(Data records)

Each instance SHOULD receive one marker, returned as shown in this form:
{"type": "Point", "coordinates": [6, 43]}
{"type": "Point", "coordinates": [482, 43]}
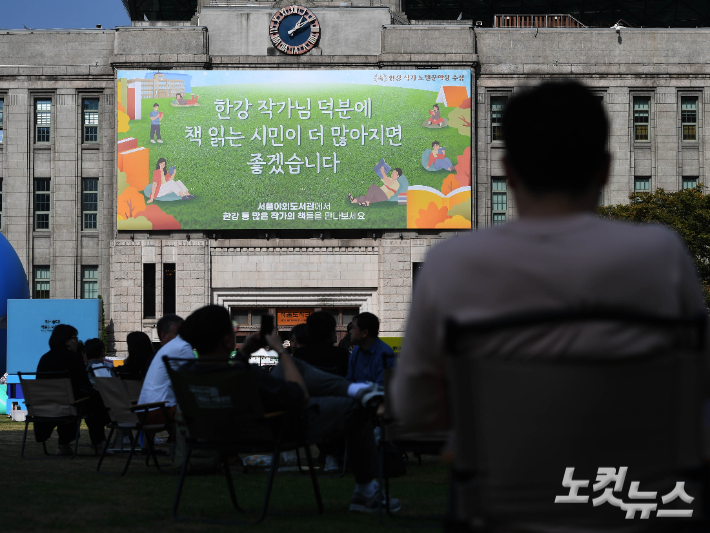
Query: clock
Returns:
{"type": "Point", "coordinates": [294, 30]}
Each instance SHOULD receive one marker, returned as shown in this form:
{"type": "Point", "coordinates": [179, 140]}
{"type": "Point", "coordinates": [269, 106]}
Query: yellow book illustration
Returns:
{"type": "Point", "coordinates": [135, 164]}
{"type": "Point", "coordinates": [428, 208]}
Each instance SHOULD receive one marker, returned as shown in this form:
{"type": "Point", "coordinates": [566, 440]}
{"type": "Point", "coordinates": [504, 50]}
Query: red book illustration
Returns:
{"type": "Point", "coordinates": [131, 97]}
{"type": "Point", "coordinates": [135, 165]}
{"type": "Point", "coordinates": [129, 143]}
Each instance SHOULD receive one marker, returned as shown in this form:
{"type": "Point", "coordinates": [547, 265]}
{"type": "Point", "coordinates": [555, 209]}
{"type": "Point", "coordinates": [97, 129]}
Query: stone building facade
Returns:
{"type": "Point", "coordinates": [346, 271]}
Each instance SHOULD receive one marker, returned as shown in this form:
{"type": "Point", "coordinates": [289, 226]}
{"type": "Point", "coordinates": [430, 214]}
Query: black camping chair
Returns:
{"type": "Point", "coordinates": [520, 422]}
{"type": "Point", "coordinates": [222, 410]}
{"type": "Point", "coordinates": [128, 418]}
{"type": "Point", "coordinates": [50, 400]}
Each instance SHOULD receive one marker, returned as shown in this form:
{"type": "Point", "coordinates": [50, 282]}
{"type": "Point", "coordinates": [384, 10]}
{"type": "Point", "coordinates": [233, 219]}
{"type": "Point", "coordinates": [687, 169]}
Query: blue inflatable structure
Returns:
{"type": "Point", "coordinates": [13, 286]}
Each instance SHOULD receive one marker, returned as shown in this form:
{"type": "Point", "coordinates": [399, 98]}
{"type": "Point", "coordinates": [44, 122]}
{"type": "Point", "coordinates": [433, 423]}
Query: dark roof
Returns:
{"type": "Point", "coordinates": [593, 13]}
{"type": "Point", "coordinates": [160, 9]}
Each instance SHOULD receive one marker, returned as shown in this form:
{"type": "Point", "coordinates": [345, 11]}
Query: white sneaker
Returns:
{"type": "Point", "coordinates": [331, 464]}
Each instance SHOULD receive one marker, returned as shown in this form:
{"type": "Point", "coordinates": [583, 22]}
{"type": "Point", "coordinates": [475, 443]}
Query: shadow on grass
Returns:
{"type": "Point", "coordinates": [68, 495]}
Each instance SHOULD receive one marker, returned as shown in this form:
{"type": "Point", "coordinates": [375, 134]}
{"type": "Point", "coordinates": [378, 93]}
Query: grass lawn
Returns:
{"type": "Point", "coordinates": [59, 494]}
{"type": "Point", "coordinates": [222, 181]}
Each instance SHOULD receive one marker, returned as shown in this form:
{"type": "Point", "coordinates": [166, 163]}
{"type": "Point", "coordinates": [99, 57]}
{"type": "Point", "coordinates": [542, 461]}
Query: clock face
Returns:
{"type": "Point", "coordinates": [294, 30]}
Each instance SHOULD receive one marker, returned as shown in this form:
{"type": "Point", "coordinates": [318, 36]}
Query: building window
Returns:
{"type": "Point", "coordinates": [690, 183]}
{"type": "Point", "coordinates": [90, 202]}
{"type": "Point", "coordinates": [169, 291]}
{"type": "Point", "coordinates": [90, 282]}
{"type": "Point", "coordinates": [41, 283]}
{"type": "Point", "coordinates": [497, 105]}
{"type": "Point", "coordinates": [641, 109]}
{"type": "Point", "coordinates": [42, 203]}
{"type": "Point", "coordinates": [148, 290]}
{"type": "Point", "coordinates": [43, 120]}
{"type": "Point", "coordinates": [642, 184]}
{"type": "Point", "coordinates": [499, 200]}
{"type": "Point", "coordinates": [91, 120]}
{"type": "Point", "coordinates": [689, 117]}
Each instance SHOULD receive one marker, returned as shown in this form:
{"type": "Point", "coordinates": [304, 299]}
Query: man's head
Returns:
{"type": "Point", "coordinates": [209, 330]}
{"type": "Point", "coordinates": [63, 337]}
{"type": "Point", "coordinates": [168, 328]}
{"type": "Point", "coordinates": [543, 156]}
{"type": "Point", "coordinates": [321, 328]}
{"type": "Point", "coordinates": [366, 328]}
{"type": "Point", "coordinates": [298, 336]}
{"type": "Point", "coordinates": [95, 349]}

(End Data records)

▶ **Required work**
The word "building" may appear in several lines of the data; copy every line where it does.

▶ **Exercise output**
Query: stone building facade
Query: building window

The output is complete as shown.